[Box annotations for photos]

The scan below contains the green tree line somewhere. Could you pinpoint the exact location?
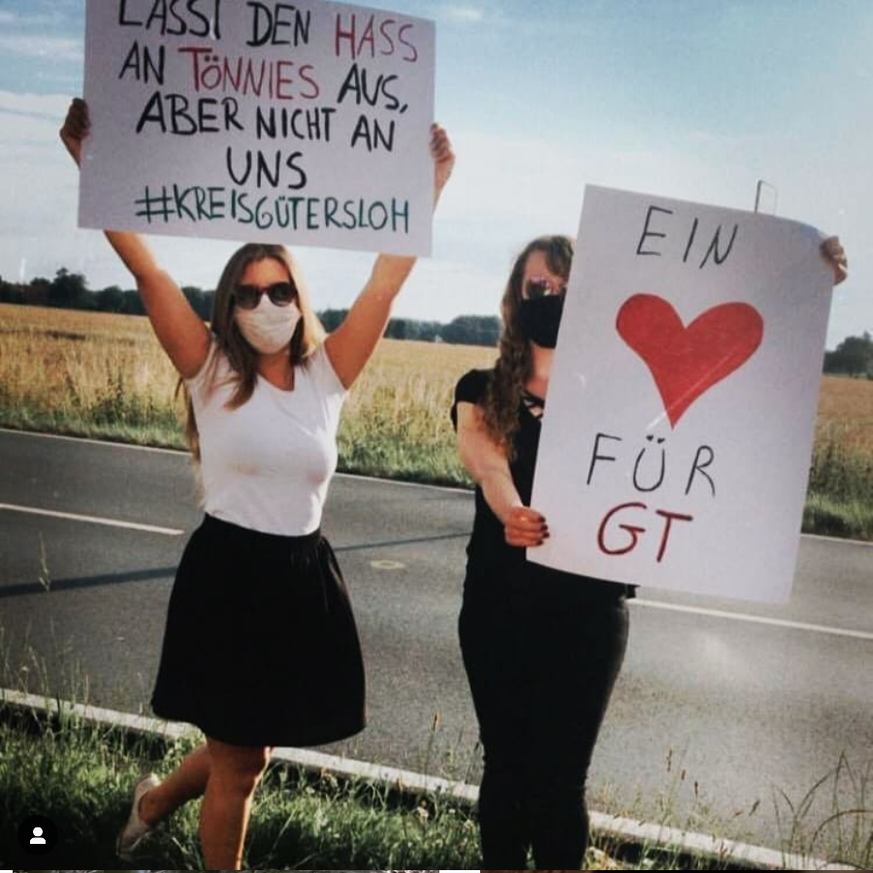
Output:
[0,267,500,346]
[0,267,873,370]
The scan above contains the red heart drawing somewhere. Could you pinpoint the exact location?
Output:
[615,294,764,427]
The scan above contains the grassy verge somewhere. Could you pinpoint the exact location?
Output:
[0,704,873,870]
[0,304,873,540]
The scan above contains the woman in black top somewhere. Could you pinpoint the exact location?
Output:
[452,236,846,870]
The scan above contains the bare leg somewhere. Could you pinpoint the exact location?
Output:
[139,744,209,827]
[200,738,271,870]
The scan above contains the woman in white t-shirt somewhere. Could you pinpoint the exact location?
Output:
[61,99,454,870]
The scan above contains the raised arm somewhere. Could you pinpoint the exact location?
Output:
[821,236,849,285]
[325,124,455,388]
[60,98,210,378]
[457,402,549,547]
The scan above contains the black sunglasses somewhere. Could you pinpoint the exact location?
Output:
[524,276,567,300]
[233,282,297,309]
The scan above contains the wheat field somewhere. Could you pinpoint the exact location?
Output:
[0,304,873,505]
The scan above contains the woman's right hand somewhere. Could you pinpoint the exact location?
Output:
[503,506,549,548]
[60,97,91,165]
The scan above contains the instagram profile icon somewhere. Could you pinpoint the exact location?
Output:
[15,815,58,856]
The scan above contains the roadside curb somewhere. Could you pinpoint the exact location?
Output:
[0,688,856,870]
[0,427,873,548]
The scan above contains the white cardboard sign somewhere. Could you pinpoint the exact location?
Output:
[528,186,832,602]
[79,0,434,254]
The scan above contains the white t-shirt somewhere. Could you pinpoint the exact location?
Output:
[187,339,347,536]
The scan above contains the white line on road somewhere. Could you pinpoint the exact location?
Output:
[0,503,185,537]
[629,598,873,640]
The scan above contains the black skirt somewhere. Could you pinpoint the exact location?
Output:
[152,515,366,746]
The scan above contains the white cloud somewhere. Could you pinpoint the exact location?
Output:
[0,34,85,62]
[0,91,70,119]
[442,6,485,24]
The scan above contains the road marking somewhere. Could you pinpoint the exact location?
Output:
[628,598,873,640]
[0,503,185,537]
[0,427,190,455]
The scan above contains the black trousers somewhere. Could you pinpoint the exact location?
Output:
[459,564,628,870]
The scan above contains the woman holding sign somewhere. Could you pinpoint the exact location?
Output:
[61,99,454,870]
[452,236,846,870]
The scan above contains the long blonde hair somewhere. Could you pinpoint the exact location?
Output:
[176,243,325,461]
[483,235,573,460]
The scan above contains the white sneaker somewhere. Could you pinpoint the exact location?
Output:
[115,773,161,861]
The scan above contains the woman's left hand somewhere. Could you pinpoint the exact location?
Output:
[821,236,849,285]
[430,122,455,197]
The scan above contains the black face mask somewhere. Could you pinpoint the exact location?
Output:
[519,294,564,349]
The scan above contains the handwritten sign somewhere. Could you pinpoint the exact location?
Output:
[528,187,832,602]
[79,0,434,254]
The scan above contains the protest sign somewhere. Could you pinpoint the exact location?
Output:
[79,0,434,254]
[527,187,832,602]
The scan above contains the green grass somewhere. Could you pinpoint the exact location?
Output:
[0,712,478,870]
[0,702,873,870]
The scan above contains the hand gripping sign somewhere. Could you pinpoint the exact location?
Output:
[528,187,832,602]
[79,0,434,254]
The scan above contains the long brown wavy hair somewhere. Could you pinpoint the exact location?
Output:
[176,243,325,461]
[483,236,573,460]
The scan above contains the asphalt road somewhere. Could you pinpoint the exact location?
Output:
[0,431,873,847]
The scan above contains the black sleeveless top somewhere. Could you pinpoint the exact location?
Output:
[451,370,635,600]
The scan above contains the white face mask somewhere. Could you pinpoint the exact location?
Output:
[233,294,303,355]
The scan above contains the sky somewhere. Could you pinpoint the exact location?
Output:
[0,0,873,348]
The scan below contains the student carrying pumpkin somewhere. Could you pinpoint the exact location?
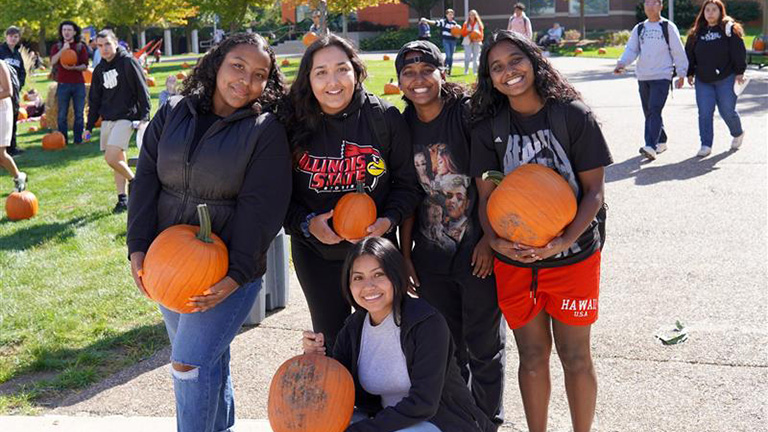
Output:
[127,34,291,432]
[470,31,612,432]
[302,237,496,432]
[285,35,419,354]
[395,41,506,424]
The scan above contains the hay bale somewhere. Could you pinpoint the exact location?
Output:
[45,83,91,130]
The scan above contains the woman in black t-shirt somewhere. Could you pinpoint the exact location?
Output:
[470,31,611,432]
[395,41,505,424]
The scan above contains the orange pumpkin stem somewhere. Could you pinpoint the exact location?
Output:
[197,204,213,243]
[483,171,504,186]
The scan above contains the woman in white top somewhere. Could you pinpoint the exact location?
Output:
[0,60,27,192]
[461,9,485,75]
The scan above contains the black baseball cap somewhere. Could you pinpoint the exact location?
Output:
[395,40,445,76]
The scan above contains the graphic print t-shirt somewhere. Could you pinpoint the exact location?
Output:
[471,101,613,267]
[405,100,482,273]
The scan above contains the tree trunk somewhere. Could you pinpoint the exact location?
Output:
[37,24,48,60]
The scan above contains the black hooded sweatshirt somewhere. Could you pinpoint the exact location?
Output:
[86,47,150,131]
[0,43,27,87]
[285,89,421,261]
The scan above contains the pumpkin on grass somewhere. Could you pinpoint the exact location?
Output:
[267,354,355,432]
[333,182,376,240]
[59,48,77,66]
[483,164,577,247]
[43,131,67,151]
[5,191,38,220]
[139,204,229,313]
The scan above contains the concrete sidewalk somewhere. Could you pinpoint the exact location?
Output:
[0,58,768,432]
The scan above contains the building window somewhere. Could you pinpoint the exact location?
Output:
[523,0,555,17]
[570,0,610,16]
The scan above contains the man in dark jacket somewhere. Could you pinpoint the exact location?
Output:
[83,30,149,213]
[0,26,27,156]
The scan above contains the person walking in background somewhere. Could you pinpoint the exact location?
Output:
[0,26,27,156]
[51,21,88,144]
[421,9,461,75]
[0,60,27,192]
[685,0,747,157]
[614,0,688,160]
[395,41,506,425]
[507,3,533,40]
[84,30,150,213]
[127,33,292,432]
[461,9,485,75]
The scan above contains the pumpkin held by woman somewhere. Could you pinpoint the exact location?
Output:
[483,164,577,247]
[267,354,355,432]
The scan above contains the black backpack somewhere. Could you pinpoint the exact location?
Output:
[491,101,608,250]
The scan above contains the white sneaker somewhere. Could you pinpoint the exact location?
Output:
[696,146,712,157]
[640,146,656,160]
[731,132,744,150]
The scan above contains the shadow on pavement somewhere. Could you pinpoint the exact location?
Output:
[605,151,734,186]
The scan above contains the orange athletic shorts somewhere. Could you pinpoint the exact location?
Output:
[494,251,600,329]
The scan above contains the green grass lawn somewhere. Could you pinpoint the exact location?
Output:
[0,58,474,415]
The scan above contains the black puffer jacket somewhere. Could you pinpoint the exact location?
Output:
[127,97,291,284]
[333,297,496,432]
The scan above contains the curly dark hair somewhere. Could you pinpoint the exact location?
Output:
[181,33,285,114]
[472,30,581,121]
[281,34,368,157]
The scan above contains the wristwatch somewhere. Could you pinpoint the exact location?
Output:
[299,213,317,238]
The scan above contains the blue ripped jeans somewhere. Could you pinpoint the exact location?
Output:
[160,279,261,432]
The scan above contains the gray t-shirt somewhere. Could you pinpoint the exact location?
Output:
[357,314,411,408]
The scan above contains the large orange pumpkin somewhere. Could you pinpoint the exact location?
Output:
[140,204,229,313]
[5,191,38,220]
[333,182,376,240]
[267,354,355,432]
[43,131,67,150]
[483,164,577,247]
[301,32,320,46]
[384,78,400,94]
[59,48,77,66]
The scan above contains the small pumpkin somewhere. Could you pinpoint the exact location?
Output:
[483,164,577,247]
[333,182,376,240]
[301,32,320,46]
[43,131,67,151]
[5,191,38,220]
[59,48,77,66]
[384,78,400,94]
[267,354,355,432]
[139,204,229,313]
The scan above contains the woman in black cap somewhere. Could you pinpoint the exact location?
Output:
[395,41,505,424]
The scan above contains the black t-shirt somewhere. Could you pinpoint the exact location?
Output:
[470,102,613,267]
[405,98,482,274]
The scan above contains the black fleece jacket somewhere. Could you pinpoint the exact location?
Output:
[285,89,421,260]
[685,26,747,83]
[86,47,150,131]
[0,43,27,87]
[333,297,496,432]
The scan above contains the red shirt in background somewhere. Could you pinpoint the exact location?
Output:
[51,42,88,84]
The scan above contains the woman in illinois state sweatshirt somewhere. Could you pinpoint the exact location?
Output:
[685,0,747,157]
[83,30,149,213]
[285,35,419,350]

TO BE DONE
Rewrite only the lines from the line with "The scan above contains the orange pumpkin" to the line with "[285,89,421,261]", changing "black baseball cap" to "navy baseball cap" and leaving everything else as it is.

CORRECT OUTPUT
The scan above contains the orange pumpkin stem somewhere. Could you pinpoint the exact location?
Output:
[197,204,213,243]
[483,171,504,186]
The scan above contains the woman in white top somewhere. Could you pinpoint the exact location?
Output:
[0,60,27,192]
[461,9,485,75]
The scan above contains the navy baseball cap somewhere. Could you pinpoint the exact location?
Output:
[395,40,445,76]
The scan above contains the graphic print t-shirt somewhere. Could you pinpoint the exact location?
Output:
[471,101,613,267]
[405,100,482,273]
The scan above contains the tree trunk somewhere. Could you pinpoint the exact location?
Output:
[37,24,48,60]
The scan above contains the black hooded sweatshirt somewhere. Could you pinpoint the exact location?
Output:
[86,47,150,131]
[0,43,27,87]
[285,89,421,261]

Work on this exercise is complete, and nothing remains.